» **Work required**:
Copy the rows again, starting at the line containing "target | construction sign" and ending at the last of the rows, with both ends included. Keep every line, the requests too, but multiply each x and y coordinate of the listed points by 1.55 and round it to a whole number, with halves rounded up.

» **Extracted material**:
━━━━━━

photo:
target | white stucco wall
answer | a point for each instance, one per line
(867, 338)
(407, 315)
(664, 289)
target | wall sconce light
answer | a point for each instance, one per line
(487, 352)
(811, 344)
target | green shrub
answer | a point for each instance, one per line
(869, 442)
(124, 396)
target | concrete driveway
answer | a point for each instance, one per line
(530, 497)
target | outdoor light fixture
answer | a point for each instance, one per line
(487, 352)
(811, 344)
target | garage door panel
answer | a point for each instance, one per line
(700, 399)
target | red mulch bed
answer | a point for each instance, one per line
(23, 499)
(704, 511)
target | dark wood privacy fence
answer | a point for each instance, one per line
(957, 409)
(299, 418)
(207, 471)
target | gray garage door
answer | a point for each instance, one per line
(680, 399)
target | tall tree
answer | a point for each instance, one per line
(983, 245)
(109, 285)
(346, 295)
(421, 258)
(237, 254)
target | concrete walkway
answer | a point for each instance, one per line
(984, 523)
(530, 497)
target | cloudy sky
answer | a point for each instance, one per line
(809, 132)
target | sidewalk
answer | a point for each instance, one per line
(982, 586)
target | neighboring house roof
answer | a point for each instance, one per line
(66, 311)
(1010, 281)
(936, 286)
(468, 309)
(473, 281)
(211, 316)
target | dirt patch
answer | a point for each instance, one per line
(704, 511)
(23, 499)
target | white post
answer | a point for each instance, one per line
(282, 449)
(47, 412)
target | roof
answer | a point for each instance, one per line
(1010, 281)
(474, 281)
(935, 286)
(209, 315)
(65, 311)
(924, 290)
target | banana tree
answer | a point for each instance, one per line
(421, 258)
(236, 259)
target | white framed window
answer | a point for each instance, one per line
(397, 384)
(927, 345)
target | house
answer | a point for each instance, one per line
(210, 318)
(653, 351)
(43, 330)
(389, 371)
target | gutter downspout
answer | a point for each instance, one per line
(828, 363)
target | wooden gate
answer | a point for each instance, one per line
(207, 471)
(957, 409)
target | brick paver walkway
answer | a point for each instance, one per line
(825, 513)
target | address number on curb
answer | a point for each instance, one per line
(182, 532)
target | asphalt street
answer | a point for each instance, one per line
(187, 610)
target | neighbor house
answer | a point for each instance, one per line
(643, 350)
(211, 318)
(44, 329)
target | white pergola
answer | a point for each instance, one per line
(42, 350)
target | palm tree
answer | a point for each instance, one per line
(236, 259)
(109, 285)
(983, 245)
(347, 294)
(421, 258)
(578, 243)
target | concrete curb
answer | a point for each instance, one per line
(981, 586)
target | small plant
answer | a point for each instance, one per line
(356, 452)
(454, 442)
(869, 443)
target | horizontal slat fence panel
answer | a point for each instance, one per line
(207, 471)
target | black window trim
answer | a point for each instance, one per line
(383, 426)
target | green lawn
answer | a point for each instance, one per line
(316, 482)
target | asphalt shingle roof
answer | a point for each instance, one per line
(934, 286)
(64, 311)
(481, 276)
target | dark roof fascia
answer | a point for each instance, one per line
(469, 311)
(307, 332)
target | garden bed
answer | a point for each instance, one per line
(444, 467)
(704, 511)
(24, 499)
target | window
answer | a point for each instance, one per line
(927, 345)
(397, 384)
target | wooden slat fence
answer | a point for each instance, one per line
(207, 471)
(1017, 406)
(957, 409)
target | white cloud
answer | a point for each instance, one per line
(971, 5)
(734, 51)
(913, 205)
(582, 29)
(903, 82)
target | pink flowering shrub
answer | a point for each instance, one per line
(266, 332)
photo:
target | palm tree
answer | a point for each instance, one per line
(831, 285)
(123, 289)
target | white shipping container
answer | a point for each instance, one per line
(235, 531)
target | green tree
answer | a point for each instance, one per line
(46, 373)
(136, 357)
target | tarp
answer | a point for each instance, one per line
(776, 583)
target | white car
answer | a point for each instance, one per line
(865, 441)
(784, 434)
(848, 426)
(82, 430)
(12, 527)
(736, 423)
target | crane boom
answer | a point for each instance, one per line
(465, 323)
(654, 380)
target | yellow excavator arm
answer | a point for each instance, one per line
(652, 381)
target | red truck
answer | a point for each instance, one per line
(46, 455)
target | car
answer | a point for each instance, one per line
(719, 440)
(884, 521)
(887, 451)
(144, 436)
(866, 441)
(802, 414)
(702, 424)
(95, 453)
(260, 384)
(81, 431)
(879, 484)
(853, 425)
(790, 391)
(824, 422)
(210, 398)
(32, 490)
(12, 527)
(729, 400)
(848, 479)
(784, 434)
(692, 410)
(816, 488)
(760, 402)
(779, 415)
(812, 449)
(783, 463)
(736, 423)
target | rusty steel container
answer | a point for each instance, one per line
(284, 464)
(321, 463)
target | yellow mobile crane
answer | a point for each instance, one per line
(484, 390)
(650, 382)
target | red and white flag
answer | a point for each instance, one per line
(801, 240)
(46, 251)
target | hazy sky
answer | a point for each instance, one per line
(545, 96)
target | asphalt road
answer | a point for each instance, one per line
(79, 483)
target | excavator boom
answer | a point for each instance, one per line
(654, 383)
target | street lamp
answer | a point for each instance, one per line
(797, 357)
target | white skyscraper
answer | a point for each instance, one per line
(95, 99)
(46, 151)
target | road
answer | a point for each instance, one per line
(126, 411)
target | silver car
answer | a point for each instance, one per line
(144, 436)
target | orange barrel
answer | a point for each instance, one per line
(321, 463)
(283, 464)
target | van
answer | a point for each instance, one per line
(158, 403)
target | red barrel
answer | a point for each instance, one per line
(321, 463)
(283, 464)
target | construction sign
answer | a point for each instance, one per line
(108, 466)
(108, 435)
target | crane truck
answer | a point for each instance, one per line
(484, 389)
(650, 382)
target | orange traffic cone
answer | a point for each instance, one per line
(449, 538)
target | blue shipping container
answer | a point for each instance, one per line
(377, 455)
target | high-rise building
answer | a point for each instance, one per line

━━━━━━

» **Task solution**:
target | construction sign
answer | a point for each instance, one per line
(167, 722)
(167, 674)
target | crane truck
answer | a point for each instance, one per line
(750, 603)
(1008, 592)
target | orange traffic cone
answer | a point for each instance, one per line
(696, 834)
target | blue shipping container
answer | a point for each instance, one per line
(584, 705)
target | high-rise building
answer | a point for each instance, one per line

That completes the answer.